Смерть Толстого как будто взволновала публику, молодежь, но не кажется мне это волнение живым. Равнодушие у всех ко всему — небывалое. А уж про литературу и говорить нечего. До толков о ней даже не уничижаются…»

Через семьдесят четыре года — похороны М. А. Шолохова. Я думал, что будет объявлен национальный траур, но нет, даже по программе «Время» уделялось скорбным проводам несколько кадриков. Из лучших писателей (представителей истинно народной линии) никого в делегацию не взяли. Я был в это время в Москве на пленуме СП. Сначала думалось, что прощание с Шолоховым будет в Москве, а потом повезут его в Вешенскую. Но он умер дома. Вечером сидел у писателя Н. Траурные кадры промелькнули, он тут же завел на магнитофоне западную музыку, пританцовывал: «Какой бархатный голос! Ты послушай… Странное чувство… двойственное… Жаль… но с другой стороны… кажется, что он умер давно…»

В Доме литераторов на другой день писатели пили водку, кофе в буфете как ни в чем не бывало. Разговоров о Шолохове не слышалось. Ни одного!

— Я написал десять рассказов подряд… — хвалился Г. — За месяц! Чувствую, что пишу все лучше и лучше…

— Ты пойди, Слава, — бурчал Н., уже пьяный, — и купи классикам бутылку коньячку…

Как же было не созреть в обществе идее перестройки?! Чему это некоторые удивляются?! И что это за граждане? Партия поступила прекрасно, мудро и смело. Не сразу, но станем жить чище и выше (11 марта).

1985 год

Лень — матушка.

Неожиданное известие: в этом году лермонтовские дни в Тамани отменяются. В первые минуты я подумал: наверное, причина отмены в том, что нынче на Кубани неважно с урожаем. Все прежние праздники литературы открывались речами… об урожае. Лермонтов и… урожай. Конечно, можно погордиться заслугами, но как‑то нелепо выпячивали «показатели» (их, как выясняется теперь, и не было) и привязывали к ним приезд Лермонтова в Тамань на три дня. Праздник культуры начинался с демонстрации невежества. Странно! Но к этому привыкли. И вот… «устали».

______________________________

▶ [Задания]
**a.** Перепечатайте из исходного текста всё от слов «В Доме литераторов» вниз до слов «выше (11 марта).».
**b.** Переведите на английский язык предложение из исходного текста: «Праздник культуры начинался с демонстрации невежества».

______________________________

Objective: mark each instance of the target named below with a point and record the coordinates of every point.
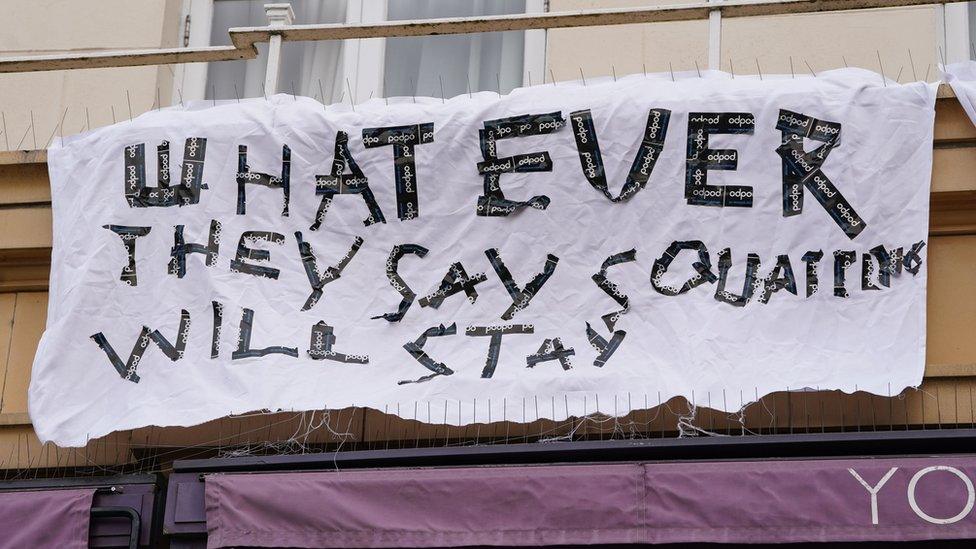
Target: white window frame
(362, 61)
(952, 32)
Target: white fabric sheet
(689, 344)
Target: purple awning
(428, 507)
(48, 518)
(755, 501)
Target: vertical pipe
(279, 15)
(715, 37)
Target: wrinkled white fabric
(690, 344)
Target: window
(375, 67)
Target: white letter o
(970, 500)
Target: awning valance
(46, 518)
(748, 501)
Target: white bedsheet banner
(562, 250)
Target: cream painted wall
(822, 40)
(54, 26)
(45, 27)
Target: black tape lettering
(749, 286)
(246, 177)
(781, 278)
(591, 159)
(317, 279)
(186, 192)
(403, 139)
(244, 349)
(701, 159)
(703, 268)
(239, 263)
(127, 370)
(493, 202)
(521, 297)
(803, 169)
(174, 352)
(320, 346)
(129, 235)
(913, 261)
(177, 262)
(218, 327)
(842, 260)
(339, 183)
(812, 259)
(495, 344)
(611, 288)
(455, 281)
(392, 265)
(416, 350)
(602, 346)
(551, 349)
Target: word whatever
(800, 169)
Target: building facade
(906, 44)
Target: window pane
(489, 61)
(303, 64)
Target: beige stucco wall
(822, 40)
(46, 27)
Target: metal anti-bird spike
(416, 350)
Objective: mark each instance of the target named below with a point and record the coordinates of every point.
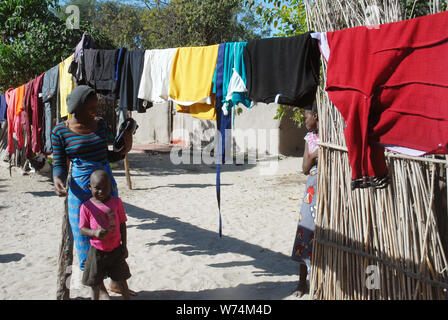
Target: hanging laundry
(234, 79)
(191, 81)
(119, 64)
(49, 98)
(391, 86)
(27, 114)
(3, 108)
(37, 113)
(66, 85)
(283, 70)
(77, 65)
(20, 94)
(100, 70)
(155, 82)
(14, 99)
(130, 81)
(222, 124)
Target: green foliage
(33, 38)
(148, 24)
(286, 16)
(297, 114)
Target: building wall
(267, 135)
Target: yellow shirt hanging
(191, 81)
(66, 85)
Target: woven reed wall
(400, 231)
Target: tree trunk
(65, 260)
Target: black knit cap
(78, 97)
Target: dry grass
(395, 229)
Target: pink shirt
(93, 216)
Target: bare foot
(301, 290)
(117, 290)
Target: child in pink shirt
(103, 219)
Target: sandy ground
(174, 247)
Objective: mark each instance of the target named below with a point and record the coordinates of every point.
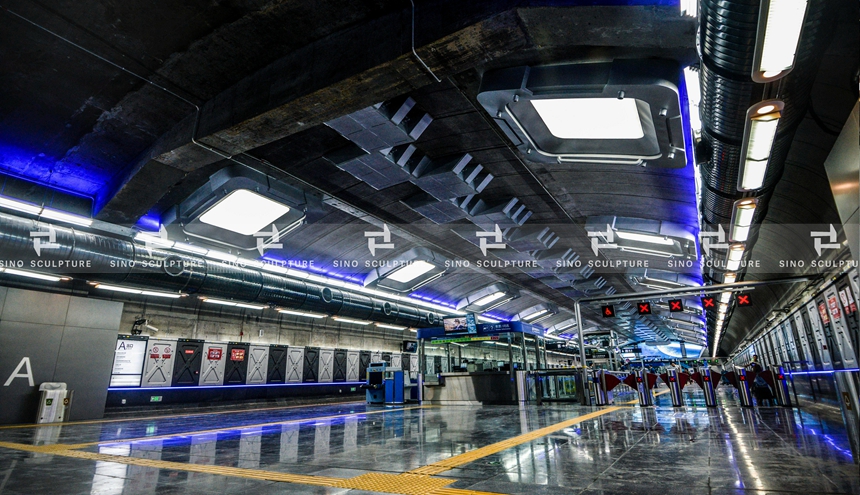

______________________________

▶ [Ожидаемые ответы]
**a.**
В Доме литераторов на другой день писатели пили водку, кофе в буфете как ни в чем не бывало. Разговоров о Шолохове не слышалось. Ни одного!

— Я написал десять рассказов подряд… — хвалился Г. — За месяц! Чувствую, что пишу все лучше и лучше…

— Ты пойди, Слава, — бурчал Н., уже пьяный, — и купи классикам бутылку коньячку…

Как же было не созреть в обществе идее перестройки?! Чему это некоторые удивляются?! И что это за граждане? Партия поступила прекрасно, мудро и смело. Не сразу, но станем жить чище и выше (11 марта).

**b.** The festival of culture began with a display of ignorance.